Stated problem:
Reproduce only the records from the line containing "locate every tall" through the line containing "205;85;212;95", requests included, and shift every bounding-box coordinate in the answers up by 139.

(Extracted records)
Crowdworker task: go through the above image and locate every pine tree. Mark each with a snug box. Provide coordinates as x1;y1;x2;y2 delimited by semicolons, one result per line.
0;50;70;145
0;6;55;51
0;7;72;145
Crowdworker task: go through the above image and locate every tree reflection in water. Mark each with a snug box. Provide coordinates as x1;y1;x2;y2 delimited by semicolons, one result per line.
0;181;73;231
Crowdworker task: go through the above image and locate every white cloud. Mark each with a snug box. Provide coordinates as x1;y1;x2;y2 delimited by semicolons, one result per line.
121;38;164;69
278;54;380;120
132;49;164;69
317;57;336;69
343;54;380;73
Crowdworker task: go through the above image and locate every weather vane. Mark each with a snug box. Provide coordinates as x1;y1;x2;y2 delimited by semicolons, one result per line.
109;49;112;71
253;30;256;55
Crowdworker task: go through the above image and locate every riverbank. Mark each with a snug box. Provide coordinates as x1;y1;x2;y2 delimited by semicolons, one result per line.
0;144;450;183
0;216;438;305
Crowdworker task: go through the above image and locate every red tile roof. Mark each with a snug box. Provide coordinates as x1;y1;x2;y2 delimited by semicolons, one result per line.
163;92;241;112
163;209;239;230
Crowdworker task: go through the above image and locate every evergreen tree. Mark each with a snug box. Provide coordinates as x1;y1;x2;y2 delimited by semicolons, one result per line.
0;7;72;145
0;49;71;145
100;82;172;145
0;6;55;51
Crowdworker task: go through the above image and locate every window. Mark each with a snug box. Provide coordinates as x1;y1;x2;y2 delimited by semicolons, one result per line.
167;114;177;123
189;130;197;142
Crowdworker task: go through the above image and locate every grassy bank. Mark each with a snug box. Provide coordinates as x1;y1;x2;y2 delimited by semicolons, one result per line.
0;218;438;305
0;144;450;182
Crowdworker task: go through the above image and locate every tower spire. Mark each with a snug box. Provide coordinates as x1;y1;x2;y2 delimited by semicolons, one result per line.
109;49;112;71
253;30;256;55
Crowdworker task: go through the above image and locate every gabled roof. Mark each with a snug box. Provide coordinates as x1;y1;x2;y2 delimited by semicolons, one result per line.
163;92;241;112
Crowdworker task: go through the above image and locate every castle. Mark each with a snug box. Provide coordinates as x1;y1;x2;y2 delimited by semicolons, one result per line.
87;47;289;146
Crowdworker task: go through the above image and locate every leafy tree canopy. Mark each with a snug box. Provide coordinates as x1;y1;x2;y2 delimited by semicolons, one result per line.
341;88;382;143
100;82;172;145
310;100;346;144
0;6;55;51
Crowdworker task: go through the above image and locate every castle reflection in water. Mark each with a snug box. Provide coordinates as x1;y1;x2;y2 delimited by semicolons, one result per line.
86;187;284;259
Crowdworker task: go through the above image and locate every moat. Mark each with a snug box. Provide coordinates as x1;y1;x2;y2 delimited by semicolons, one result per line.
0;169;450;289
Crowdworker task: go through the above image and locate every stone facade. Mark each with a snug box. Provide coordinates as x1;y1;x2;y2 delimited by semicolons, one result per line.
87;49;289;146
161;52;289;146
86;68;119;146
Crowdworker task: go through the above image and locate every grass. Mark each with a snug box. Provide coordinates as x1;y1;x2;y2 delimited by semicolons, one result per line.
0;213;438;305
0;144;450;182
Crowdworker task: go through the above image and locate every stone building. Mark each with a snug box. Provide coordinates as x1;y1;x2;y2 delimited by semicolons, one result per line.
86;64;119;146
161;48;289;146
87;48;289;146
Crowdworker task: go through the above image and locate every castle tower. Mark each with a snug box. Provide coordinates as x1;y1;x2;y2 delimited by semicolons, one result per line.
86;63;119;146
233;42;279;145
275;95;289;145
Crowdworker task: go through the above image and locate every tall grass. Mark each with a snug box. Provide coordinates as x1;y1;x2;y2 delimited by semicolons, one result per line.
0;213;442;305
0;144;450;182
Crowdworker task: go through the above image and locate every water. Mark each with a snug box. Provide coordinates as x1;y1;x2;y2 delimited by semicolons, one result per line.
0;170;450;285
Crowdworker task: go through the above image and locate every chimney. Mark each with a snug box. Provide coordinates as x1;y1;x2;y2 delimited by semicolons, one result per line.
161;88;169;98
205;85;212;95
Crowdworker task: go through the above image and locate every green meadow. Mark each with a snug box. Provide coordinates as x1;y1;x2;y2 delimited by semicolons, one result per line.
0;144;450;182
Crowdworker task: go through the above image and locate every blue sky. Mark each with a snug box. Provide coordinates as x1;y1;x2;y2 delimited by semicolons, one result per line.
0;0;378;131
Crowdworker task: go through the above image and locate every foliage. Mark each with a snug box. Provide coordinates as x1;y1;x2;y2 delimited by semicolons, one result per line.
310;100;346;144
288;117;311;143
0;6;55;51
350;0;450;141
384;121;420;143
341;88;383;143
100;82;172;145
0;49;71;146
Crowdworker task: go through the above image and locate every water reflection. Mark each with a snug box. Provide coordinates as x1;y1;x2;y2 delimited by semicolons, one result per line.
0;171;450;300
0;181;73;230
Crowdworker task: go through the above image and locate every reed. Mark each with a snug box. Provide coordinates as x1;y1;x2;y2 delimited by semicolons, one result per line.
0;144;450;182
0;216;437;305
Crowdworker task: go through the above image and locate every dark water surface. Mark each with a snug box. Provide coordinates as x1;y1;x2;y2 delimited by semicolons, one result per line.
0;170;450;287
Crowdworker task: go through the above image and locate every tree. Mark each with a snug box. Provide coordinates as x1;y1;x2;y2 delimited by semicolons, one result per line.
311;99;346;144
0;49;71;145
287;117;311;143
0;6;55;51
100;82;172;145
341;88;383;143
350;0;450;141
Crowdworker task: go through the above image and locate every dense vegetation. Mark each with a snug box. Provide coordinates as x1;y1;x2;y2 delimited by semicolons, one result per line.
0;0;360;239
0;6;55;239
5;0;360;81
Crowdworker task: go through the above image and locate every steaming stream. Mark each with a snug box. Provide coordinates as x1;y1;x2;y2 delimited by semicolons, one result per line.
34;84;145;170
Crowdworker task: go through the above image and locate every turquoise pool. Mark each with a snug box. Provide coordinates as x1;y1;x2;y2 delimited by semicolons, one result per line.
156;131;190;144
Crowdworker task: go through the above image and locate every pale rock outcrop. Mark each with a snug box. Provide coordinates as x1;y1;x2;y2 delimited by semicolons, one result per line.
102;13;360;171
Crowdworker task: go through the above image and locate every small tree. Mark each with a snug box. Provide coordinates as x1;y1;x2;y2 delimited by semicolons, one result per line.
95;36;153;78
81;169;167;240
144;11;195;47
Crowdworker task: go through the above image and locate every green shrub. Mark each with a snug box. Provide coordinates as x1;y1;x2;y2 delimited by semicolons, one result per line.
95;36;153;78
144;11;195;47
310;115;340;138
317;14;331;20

Answer to the exercise:
Crowdworker task: go through the above image and locate every tall grass. Mark each with a snug box. Provide coordinates as x1;y1;x2;y2 delimited by semicolons, one result per line.
139;352;581;444
139;283;589;321
Crowdworker task: go through the above image and locate every water. Mark each with a snug box. Provide coordinates as x1;y1;x2;y2 delimited by semicolons, one result per line.
139;309;589;424
Crowdworker task: go through the above image and locate every chimney. Mark each with a snug box. Provide coordinates as x1;y1;x2;y2 delimited by semicolons, one result per line.
300;227;308;237
344;224;351;234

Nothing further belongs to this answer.